╭─ Information supplied

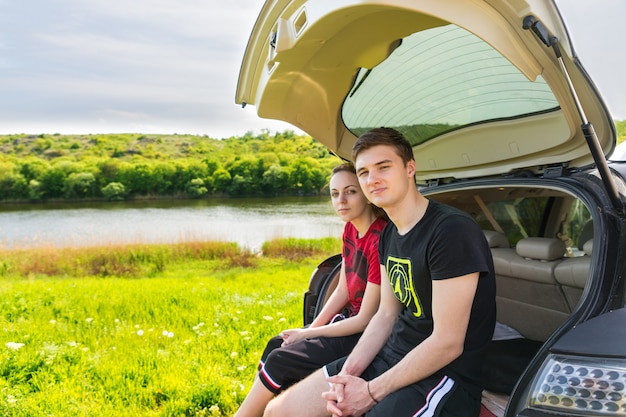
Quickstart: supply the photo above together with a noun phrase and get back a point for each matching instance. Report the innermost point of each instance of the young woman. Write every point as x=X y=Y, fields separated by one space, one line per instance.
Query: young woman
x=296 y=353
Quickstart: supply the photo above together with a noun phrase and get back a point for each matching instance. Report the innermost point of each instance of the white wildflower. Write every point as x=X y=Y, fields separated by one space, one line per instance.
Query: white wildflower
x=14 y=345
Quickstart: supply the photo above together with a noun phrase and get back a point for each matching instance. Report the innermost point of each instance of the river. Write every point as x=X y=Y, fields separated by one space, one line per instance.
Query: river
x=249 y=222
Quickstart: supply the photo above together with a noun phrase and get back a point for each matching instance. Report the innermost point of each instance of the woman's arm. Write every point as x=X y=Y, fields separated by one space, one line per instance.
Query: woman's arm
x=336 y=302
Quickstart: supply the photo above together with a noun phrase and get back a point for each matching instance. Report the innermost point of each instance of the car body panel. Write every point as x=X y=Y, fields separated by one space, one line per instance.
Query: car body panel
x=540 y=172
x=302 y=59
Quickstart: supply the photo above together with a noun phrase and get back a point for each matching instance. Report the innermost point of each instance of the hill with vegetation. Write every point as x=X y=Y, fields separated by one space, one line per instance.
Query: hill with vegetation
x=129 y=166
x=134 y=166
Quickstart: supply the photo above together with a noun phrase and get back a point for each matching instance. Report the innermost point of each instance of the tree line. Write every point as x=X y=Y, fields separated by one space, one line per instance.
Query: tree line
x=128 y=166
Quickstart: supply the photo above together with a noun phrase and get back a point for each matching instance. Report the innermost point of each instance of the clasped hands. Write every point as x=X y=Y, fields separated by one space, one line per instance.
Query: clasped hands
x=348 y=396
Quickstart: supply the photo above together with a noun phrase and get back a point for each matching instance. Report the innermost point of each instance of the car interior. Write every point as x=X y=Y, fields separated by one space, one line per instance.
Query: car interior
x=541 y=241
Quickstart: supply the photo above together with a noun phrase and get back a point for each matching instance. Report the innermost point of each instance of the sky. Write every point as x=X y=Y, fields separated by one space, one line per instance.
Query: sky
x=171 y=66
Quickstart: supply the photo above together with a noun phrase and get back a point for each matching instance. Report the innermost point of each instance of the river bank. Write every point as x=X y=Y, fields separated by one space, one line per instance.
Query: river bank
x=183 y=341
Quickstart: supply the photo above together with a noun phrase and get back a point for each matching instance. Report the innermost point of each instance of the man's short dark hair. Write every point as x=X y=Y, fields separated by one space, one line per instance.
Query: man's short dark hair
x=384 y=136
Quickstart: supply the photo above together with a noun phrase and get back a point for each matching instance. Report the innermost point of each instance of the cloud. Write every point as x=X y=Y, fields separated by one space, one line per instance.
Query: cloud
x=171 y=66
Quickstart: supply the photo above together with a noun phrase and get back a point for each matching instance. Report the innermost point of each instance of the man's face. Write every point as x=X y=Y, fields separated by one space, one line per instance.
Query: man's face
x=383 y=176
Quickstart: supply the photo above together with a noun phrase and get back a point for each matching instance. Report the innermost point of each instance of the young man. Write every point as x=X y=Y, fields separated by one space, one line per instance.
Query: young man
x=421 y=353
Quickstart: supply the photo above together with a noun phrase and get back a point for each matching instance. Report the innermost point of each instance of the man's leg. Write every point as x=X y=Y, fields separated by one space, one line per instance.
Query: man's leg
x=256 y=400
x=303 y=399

╰─

**Exercise goal:**
Only the lines from the one containing "of the sky." to the end of the records should be repeated, exactly as they appear.

**Reply:**
Quickstart: supply the photo above together with a noun phrase and get back a point for each matching instance. Report the innermost point of each instance of the sky. Write every point as x=X y=Y, fields separated by one space, one line per instance.
Query: sky
x=171 y=66
Quickstart: supply the photo above together with a noun phrase and get back a point for each matching instance. Report the innermost point of each instance of the river bank. Write every point as x=X y=Y, fields separated by one space, one line per instance.
Query: river bank
x=183 y=341
Quickstart: supply the photo above together with a noun phrase and get back a point for each matching instance. Report the innermost point of each instance of the man's short dark hair. Write every point as x=X y=Y, fields separated by one space, one line per instance.
Query: man's short dark hair
x=384 y=136
Quickstart: supply the photo above together with a noun phrase and get back a point for each matching instance. Report the innermost point of each instance of the cloud. Write every point as x=X y=Y, fields separated by one space, one line per instance.
Query: cloud
x=171 y=66
Quickstart: supply the photo above together with a noun phrase and get back a point for each matching instance. Report the innermost point of each instance of the man's face. Write every point as x=X y=Y, fields separated by one space, one line per instance.
Query: man's face
x=383 y=176
Quickstart: supply the photo above together with a noun phrase and get back a point for each matching instance. Report the innermost point of each instance of the young man. Write every point as x=X y=Y, fields separated by one space, one line per instance.
Query: young man
x=421 y=353
Quickstart: supply the photo above together with a noun phrase and get back a point for each matching instance. Report the innermost point of each instance of the man's leg. Write every point as x=X y=Y, fields separated by one space, one line per instance.
Query: man's leg
x=256 y=400
x=303 y=399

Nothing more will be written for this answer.